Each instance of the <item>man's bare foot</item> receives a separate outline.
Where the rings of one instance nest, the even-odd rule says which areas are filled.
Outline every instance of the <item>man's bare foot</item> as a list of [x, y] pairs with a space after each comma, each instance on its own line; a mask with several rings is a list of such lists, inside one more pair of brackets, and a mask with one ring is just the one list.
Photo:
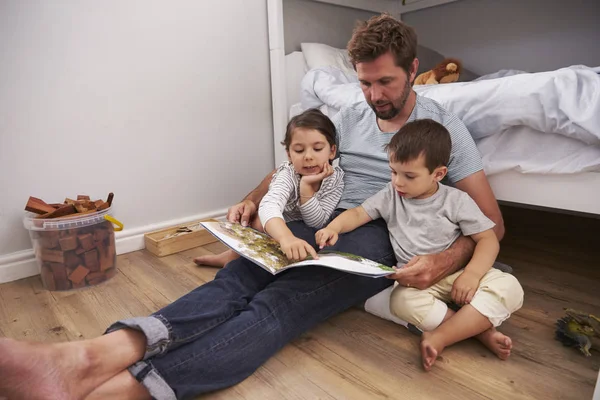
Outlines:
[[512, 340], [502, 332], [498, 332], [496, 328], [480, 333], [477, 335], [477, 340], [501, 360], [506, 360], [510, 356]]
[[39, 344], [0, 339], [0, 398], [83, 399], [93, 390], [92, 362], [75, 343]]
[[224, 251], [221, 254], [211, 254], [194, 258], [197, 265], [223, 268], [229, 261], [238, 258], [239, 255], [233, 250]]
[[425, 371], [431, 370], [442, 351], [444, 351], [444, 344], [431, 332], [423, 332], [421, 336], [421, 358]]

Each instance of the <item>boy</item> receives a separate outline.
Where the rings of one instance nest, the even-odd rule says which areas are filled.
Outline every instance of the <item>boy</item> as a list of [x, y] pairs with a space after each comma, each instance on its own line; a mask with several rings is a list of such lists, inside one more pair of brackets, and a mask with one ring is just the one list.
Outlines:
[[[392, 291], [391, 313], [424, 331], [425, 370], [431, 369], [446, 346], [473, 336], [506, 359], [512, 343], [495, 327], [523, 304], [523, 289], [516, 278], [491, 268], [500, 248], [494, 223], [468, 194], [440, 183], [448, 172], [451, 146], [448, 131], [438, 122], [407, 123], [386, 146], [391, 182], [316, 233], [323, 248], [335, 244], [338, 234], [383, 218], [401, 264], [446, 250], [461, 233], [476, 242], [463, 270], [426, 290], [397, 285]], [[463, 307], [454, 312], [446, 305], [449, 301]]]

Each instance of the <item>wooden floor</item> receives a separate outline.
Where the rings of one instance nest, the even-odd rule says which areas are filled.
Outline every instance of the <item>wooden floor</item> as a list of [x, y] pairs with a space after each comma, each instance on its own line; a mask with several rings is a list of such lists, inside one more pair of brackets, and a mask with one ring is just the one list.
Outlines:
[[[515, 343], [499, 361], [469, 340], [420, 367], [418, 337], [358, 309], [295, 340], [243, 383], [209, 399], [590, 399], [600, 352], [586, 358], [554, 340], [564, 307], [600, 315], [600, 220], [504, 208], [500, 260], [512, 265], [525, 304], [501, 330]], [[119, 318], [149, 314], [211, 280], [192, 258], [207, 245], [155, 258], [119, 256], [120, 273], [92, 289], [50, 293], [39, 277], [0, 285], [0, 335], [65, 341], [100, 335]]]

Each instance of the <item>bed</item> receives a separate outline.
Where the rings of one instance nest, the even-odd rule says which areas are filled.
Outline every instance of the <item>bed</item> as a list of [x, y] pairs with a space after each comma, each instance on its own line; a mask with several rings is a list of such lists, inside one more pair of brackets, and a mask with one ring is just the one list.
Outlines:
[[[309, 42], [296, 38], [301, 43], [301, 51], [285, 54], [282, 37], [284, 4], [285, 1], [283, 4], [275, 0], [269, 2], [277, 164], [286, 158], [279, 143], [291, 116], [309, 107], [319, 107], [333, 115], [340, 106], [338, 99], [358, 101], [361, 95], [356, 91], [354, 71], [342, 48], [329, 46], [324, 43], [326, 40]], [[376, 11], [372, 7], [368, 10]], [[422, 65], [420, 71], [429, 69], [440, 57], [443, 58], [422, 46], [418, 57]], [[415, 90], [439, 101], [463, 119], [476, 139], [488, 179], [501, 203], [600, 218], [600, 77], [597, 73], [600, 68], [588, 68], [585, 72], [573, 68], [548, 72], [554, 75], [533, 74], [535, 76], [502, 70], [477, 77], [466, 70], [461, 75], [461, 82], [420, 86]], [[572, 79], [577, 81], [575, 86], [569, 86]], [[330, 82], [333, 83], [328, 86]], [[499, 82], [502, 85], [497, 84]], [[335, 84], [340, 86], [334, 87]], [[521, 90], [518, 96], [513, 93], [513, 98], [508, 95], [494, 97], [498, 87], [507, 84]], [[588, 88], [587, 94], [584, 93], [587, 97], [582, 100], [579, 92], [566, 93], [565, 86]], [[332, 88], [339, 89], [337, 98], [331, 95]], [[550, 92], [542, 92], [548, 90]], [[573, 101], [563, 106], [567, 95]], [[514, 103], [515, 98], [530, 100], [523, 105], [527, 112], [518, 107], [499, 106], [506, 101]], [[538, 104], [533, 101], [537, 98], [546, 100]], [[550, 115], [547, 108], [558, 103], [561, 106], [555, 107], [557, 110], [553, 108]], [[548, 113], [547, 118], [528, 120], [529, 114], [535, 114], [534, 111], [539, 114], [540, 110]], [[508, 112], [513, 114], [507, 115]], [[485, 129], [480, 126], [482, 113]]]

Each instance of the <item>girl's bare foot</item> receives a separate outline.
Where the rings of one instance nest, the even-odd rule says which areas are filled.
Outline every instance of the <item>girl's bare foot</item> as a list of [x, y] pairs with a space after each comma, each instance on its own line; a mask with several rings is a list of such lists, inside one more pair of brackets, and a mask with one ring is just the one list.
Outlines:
════
About this task: All records should be output exactly, with the pictures left out.

Exercise result:
Each instance of the <item>man's bare foot</item> receives a separate outline.
Where the rings of one instance nest, the even-odd rule says which areas are filled.
Outline every instance of the <item>man's bare foot</item> as a list of [x, y] pairs with a space after each comma, each instance on its own line; a mask with several rings is a list of such lists, inside one more pair of brackets, and a mask with one ring is just the one list.
Photo:
Outlines:
[[512, 340], [502, 332], [498, 332], [496, 328], [480, 333], [477, 335], [477, 340], [501, 360], [506, 360], [510, 356]]
[[39, 344], [0, 339], [0, 398], [83, 399], [93, 390], [92, 362], [75, 343]]
[[224, 251], [221, 254], [211, 254], [194, 258], [197, 265], [223, 268], [229, 261], [238, 258], [239, 255], [233, 250]]
[[425, 371], [431, 370], [442, 351], [444, 351], [444, 344], [431, 332], [423, 332], [421, 336], [421, 358]]

Each instance of the <item>boy</item> receives a separate outline.
Where the rings of one instance nest, the even-odd rule says which areas are filled.
Outline every instance of the <item>boy</item> as a list of [x, y] pairs with a space after each comma, each instance on its own line; a mask with several rings is a list of such lists, inside one more pair of brackets, and a mask with one ring is just the one list.
Outlines:
[[[392, 291], [391, 313], [424, 331], [425, 370], [431, 369], [446, 346], [473, 336], [506, 359], [512, 343], [495, 327], [523, 304], [523, 289], [516, 278], [491, 268], [500, 248], [494, 223], [468, 194], [440, 183], [448, 172], [451, 146], [448, 131], [438, 122], [407, 123], [386, 146], [391, 182], [316, 233], [323, 248], [335, 244], [338, 234], [383, 218], [401, 264], [446, 250], [461, 233], [476, 242], [463, 270], [426, 290], [397, 285]], [[463, 307], [454, 312], [446, 305], [449, 301]]]

Each instance of the <item>wooden floor</item> receives a separate outline.
Where the rings of one instance nest, the even-odd rule says which areas are filled.
Outline every instance of the <item>wooden floor</item> as a list of [x, y] pairs with a space after each comma, each instance on its own line; a mask with several rings is a list of such lists, inside one more pair of brackets, and a mask with one ring is just the one list.
Outlines:
[[[515, 343], [499, 361], [469, 340], [420, 367], [418, 337], [358, 309], [295, 340], [243, 383], [209, 399], [590, 399], [600, 352], [586, 358], [554, 340], [564, 307], [600, 315], [600, 220], [504, 208], [500, 260], [512, 265], [525, 304], [501, 330]], [[119, 318], [149, 314], [211, 280], [192, 258], [207, 245], [155, 258], [119, 256], [120, 273], [92, 289], [50, 293], [39, 277], [0, 285], [0, 335], [65, 341], [100, 335]]]

Each instance of the <item>bed</item> receives a separate outline.
Where the rings of one instance nest, the even-odd rule says which areas are filled.
Outline every instance of the <item>bed</item> as a list of [x, y] pairs with a space after each comma, each instance on its own line; a mask with several rings is a list of such lists, inside one more pair of brackets, and a mask with one ring is just the one list.
Outlines:
[[[309, 42], [296, 38], [301, 43], [301, 51], [285, 54], [282, 37], [284, 4], [285, 1], [283, 4], [275, 0], [269, 2], [277, 164], [286, 158], [279, 143], [291, 116], [309, 107], [319, 107], [333, 115], [340, 106], [338, 99], [358, 101], [361, 95], [356, 91], [354, 71], [342, 48], [329, 46], [324, 43], [326, 40]], [[376, 11], [372, 7], [368, 10]], [[422, 65], [420, 71], [429, 69], [440, 57], [443, 58], [422, 46], [418, 57]], [[415, 90], [439, 101], [463, 119], [476, 139], [488, 179], [501, 203], [600, 218], [600, 77], [597, 73], [600, 68], [588, 68], [585, 72], [573, 68], [548, 72], [554, 75], [533, 74], [535, 76], [502, 70], [477, 77], [466, 70], [461, 75], [461, 82], [420, 86]], [[572, 79], [577, 81], [575, 86], [569, 86]], [[330, 82], [333, 83], [328, 86]], [[499, 82], [502, 85], [497, 84]], [[335, 84], [340, 86], [334, 87]], [[521, 90], [518, 96], [513, 93], [513, 98], [508, 95], [494, 97], [498, 87], [507, 84]], [[588, 88], [587, 94], [584, 93], [587, 97], [582, 100], [579, 92], [566, 93], [565, 86]], [[332, 88], [339, 89], [337, 98], [331, 95]], [[550, 92], [542, 92], [548, 90]], [[573, 101], [563, 106], [567, 95]], [[514, 103], [515, 98], [530, 100], [523, 105], [527, 112], [518, 107], [499, 106], [506, 101]], [[538, 104], [533, 101], [537, 98], [546, 100]], [[550, 115], [547, 108], [558, 103], [561, 106], [555, 107], [557, 110], [553, 108]], [[548, 113], [547, 118], [528, 120], [529, 114], [535, 114], [534, 111], [539, 114], [540, 110]], [[508, 112], [513, 114], [507, 115]], [[485, 129], [480, 126], [482, 113]]]

Each instance of the <item>girl's bare foot</item> receives a separate outline.
Where the rings of one instance nest, the even-odd rule says which areas are filled.
Outline every instance of the <item>girl's bare foot</item> as a list of [x, y] pairs with a space after each comma, each instance on its own line; a mask with several rings is a list of such lists, inside one more pair of brackets, and a mask with one ring is just the one list.
Outlines:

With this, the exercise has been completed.